Этот Бог, этот мир незыблемы и не противоречат друг другу. Все задано раз и навсегда. Мы можем сколько угодно отыскивать причины и следствия (отсюда геометрическая форма). Но этот мир ни к чему не стремится и ниоткуда не происходит, ибо он уже завершен и всегда был таковым. Он не знает трагедии, ибо не знает истории. Он предельно бесчеловечен. Это мир для отважных.
[А также мир без искусства – ибо без случайностей (прибавление к книге I отрицает существование уродства или красоты)].
Ницше говорит, что математическая форма у Спинозы оправданна лишь как средство эстетическое.
См. Этика, кн. I. Теорема XI дает четыре доказательства существования Бога. Теорема XIV и пространная схолия к теореме XV, судя по всему, отрицающая творение.
Значит, правы те, кто толкует о пантеизме Спинозы? Но ведь у него есть постулат (слово, которого Спиноза избегает на протяжении всей «Этики»): пустоты не существует (впрочем, доказательства даны в предыдущих произведениях).
XVII теорему можно противопоставить XXIV: одна обосновывает понятие необходимости, другая позволяет снова ввести понятие случайности. Теорема XXV трактует о соотношении состояний и модусов. Наконец, в XXXI теореме отрицается свобода воли человека. А также и Бога, скованного его собственной природой. XXXIII теорема еще жестче ограничивает и без того скованный мир. Можно было бы подумать, что для Спинозы природа Бога сильнее его самого, – но в теореме XXXIII он заявляет (споря со сторонниками Верховного Добра), что бессмысленно подчинять Бога фатуму.

Задание 1: Перепишите часть заметок о Спинозе начиная со слов «[А также мир» и далее до слов «как средство эстетическое.», заменив «математическая» на «геометрическая».
Задание 2: Напишите продолжение заметок о Спинозе, начиная после их последнего предложения.

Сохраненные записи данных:
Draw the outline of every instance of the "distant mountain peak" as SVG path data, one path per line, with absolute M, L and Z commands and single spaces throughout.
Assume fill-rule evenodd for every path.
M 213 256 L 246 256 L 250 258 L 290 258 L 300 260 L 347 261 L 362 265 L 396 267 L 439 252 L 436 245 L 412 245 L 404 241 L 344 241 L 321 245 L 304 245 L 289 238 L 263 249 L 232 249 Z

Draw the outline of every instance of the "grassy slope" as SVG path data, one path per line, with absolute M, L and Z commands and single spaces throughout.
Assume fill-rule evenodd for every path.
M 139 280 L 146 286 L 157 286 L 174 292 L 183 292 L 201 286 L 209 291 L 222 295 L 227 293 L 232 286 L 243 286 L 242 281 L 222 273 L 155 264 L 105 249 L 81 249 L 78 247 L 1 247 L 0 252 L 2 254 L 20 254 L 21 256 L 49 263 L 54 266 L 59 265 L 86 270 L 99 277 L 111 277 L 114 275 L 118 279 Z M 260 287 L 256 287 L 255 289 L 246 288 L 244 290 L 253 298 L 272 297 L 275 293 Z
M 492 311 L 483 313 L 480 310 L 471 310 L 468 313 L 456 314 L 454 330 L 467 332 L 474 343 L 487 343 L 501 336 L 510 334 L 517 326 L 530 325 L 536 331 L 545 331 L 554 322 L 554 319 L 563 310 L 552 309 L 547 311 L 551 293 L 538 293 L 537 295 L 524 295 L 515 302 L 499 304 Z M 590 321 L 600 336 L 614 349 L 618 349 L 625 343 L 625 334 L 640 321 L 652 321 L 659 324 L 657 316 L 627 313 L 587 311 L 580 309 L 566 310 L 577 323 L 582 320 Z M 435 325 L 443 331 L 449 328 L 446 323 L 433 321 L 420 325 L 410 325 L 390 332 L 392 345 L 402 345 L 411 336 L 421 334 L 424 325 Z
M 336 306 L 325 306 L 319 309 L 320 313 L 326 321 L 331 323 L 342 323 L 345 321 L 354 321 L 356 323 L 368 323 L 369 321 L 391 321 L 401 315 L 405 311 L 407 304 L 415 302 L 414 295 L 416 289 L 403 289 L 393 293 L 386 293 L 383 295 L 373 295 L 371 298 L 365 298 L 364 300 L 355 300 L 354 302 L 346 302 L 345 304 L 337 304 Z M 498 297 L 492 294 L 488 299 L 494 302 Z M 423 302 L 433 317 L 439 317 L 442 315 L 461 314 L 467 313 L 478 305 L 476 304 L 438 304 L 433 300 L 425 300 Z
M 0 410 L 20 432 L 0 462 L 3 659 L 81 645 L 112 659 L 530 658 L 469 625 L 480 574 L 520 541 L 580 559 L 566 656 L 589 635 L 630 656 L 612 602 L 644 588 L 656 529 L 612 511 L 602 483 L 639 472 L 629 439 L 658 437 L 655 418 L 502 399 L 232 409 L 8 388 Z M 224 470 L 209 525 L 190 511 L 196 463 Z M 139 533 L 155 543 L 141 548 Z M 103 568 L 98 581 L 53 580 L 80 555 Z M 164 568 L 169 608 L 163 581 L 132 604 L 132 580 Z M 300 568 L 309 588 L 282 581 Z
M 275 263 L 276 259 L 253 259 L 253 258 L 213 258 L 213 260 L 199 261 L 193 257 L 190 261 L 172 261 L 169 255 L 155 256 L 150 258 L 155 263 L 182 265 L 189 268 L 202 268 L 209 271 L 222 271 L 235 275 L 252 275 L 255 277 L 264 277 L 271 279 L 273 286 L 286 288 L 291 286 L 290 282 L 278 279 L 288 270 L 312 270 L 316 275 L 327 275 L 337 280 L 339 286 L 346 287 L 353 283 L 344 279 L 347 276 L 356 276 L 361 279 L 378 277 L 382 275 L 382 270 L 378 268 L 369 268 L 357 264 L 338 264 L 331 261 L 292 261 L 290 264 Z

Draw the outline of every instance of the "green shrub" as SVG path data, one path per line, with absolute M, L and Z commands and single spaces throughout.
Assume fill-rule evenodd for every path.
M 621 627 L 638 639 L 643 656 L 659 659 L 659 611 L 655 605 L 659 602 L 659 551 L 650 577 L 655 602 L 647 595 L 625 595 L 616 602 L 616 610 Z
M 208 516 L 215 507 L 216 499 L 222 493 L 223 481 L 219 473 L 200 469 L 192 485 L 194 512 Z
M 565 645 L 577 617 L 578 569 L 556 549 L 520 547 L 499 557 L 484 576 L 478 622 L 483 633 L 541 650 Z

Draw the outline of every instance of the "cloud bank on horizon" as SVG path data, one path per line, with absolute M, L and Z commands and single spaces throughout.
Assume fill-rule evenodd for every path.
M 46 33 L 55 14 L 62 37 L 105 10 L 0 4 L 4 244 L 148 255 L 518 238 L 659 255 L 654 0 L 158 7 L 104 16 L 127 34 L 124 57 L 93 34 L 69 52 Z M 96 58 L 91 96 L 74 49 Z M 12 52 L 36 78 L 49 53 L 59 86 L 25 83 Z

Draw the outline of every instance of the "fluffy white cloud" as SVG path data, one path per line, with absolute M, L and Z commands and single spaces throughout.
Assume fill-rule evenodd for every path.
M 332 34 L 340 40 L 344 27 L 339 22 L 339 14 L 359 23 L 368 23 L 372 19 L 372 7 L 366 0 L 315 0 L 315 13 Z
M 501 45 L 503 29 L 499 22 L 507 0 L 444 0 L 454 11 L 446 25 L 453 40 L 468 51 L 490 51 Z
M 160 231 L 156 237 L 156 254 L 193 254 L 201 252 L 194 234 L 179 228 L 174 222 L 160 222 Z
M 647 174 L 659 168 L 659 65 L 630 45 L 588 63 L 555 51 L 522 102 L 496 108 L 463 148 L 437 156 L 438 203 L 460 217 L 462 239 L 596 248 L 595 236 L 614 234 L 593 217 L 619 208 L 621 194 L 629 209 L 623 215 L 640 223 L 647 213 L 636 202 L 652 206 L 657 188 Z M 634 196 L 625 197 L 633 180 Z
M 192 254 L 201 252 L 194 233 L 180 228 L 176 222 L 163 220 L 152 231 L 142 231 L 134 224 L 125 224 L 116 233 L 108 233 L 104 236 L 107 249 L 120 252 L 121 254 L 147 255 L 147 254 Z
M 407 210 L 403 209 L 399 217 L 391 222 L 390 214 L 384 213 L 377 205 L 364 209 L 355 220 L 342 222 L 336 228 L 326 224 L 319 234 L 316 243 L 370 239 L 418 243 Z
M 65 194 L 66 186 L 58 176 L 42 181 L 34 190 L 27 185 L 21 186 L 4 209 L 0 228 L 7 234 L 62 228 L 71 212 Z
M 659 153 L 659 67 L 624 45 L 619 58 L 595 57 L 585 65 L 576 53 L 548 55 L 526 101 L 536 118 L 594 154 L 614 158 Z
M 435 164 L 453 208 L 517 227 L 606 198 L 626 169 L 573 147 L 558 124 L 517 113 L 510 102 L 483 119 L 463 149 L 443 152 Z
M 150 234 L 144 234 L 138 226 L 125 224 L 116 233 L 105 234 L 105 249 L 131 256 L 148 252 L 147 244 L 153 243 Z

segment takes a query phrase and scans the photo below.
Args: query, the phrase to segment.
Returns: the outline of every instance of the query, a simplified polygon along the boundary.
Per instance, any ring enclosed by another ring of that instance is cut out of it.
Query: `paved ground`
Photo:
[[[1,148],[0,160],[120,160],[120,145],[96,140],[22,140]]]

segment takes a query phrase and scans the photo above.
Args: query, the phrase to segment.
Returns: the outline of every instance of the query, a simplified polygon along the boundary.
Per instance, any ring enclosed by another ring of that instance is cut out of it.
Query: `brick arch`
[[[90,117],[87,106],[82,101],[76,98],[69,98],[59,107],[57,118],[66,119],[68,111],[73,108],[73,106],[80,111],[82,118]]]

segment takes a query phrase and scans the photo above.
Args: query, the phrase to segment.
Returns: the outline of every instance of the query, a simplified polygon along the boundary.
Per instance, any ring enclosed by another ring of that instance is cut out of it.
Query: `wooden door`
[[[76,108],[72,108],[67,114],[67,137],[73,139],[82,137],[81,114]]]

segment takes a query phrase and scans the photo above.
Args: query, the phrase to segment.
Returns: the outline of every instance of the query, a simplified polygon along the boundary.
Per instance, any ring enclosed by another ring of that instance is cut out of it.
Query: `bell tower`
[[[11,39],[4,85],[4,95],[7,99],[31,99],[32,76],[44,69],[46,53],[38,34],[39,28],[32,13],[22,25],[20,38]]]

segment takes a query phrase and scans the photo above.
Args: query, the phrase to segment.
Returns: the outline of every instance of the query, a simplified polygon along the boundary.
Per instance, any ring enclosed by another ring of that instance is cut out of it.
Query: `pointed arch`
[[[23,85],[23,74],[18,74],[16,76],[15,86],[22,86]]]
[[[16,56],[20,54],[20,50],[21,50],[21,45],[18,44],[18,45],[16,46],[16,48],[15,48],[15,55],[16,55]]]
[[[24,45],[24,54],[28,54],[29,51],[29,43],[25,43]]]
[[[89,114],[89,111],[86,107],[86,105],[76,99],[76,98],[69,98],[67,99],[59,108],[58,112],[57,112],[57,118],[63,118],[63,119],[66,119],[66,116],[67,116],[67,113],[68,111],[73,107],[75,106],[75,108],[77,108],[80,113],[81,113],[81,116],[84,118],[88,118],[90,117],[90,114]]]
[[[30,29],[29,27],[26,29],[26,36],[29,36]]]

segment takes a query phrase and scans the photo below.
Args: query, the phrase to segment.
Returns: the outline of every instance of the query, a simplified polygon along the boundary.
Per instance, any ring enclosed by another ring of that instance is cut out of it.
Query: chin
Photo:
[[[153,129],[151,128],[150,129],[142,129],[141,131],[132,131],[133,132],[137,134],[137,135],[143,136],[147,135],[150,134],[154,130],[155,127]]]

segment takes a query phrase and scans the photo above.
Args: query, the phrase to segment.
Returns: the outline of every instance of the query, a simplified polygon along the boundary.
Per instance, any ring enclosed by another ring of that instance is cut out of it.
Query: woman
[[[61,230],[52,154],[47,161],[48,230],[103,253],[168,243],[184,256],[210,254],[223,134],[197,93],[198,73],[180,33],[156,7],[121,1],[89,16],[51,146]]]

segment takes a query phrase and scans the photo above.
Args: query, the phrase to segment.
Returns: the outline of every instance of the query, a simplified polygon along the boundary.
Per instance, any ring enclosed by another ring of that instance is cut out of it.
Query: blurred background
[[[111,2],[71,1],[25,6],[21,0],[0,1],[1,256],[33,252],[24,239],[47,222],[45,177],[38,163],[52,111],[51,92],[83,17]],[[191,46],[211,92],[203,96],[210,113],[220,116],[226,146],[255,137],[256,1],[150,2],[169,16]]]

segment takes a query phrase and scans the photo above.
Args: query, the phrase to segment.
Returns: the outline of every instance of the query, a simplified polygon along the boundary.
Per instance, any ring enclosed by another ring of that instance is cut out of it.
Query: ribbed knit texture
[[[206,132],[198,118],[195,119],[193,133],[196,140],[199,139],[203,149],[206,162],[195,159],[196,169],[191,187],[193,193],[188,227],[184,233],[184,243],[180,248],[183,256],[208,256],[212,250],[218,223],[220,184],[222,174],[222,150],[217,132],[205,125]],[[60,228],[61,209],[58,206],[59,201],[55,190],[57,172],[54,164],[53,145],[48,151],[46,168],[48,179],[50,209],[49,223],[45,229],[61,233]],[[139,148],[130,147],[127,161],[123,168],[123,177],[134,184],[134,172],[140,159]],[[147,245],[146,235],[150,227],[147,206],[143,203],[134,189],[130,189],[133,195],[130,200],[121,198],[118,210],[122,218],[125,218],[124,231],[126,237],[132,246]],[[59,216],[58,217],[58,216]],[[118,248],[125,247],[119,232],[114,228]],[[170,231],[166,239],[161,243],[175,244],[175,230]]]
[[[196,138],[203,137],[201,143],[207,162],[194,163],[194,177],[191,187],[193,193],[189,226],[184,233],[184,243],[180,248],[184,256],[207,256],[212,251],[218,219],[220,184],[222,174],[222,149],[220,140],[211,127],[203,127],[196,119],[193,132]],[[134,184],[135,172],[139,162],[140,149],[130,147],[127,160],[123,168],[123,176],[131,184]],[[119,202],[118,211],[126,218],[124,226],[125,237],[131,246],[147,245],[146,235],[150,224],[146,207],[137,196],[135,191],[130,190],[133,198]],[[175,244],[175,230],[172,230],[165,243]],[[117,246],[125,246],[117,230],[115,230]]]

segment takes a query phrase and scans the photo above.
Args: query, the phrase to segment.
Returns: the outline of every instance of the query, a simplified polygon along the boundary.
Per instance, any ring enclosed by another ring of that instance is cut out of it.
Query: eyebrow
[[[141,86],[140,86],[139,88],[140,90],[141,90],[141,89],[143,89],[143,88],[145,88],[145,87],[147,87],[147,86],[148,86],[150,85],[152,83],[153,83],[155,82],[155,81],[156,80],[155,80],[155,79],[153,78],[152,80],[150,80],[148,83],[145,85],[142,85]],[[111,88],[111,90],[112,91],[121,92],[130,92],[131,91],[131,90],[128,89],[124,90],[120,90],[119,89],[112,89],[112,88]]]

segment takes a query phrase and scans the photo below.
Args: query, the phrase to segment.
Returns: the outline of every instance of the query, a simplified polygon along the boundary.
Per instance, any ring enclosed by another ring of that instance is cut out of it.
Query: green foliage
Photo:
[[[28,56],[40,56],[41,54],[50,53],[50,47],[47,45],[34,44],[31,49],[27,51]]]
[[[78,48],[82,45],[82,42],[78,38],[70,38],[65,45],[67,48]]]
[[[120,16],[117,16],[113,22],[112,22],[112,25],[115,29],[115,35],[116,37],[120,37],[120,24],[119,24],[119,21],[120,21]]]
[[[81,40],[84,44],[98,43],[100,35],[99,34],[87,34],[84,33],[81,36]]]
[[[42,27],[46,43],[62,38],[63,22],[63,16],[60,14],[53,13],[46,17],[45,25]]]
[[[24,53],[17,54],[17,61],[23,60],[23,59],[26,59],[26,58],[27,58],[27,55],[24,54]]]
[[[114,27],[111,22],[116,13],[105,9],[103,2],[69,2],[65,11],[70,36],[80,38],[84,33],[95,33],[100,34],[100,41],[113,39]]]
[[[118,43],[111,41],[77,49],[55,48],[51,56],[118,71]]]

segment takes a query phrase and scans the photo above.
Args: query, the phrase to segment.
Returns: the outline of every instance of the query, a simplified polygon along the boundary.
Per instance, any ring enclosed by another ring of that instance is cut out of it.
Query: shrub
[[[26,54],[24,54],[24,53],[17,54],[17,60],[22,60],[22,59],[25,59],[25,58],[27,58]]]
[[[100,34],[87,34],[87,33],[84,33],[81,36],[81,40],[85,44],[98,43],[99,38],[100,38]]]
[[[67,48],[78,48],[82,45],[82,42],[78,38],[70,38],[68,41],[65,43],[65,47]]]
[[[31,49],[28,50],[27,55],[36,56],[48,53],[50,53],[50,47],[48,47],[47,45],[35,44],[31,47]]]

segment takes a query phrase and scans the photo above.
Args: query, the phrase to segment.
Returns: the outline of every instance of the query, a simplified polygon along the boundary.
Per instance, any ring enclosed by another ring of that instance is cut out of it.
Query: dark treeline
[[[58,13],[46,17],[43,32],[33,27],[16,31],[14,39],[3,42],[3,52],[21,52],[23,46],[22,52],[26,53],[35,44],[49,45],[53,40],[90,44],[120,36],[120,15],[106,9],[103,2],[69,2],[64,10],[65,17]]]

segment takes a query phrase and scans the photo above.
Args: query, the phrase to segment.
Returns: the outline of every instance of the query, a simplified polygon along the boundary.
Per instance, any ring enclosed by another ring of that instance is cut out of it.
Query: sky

Результат 1:
[А также мир без искусства – ибо без случайностей (прибавление к книге I отрицает существование уродства или красоты)].
Ницше говорит, что геометрическая форма у Спинозы оправданна лишь как средство эстетическое.

Результат 2:
Это мир данного раз и навсегда, мир, существующий по принципу «так заведено», – необходимость здесь всемогуща – самобытности и случайности здесь места нет. Здесь царит однообразие.
Любопытно. Умные историки, излагая историю какой-либо страны, наперебой расхваливают определенную – например, реалистическую – политику, которой эта страна, как им кажется, обязана величайшими эпохами своего существования. Однако они сами признают, что это положение дел никогда не было долговечным, потому что очень скоро к власти приходил новый правитель либо изменялась форма правления. Тем не менее историки продолжают отстаивать политику, не выдерживающую замены одного человека другим, хотя политика по сути своей сводится именно к замене одних людей другими. Все дело в том, что эти историки думают и пишут в расчете лишь на свою эпоху. Альтернатива историков: скептицизм или политическая теория, не зависящая от смены людей (?).
Эти потуги так же ничтожны в сравнении с гениальностью, как судорожные скачки саранчи в сравнении с полетом ласточки.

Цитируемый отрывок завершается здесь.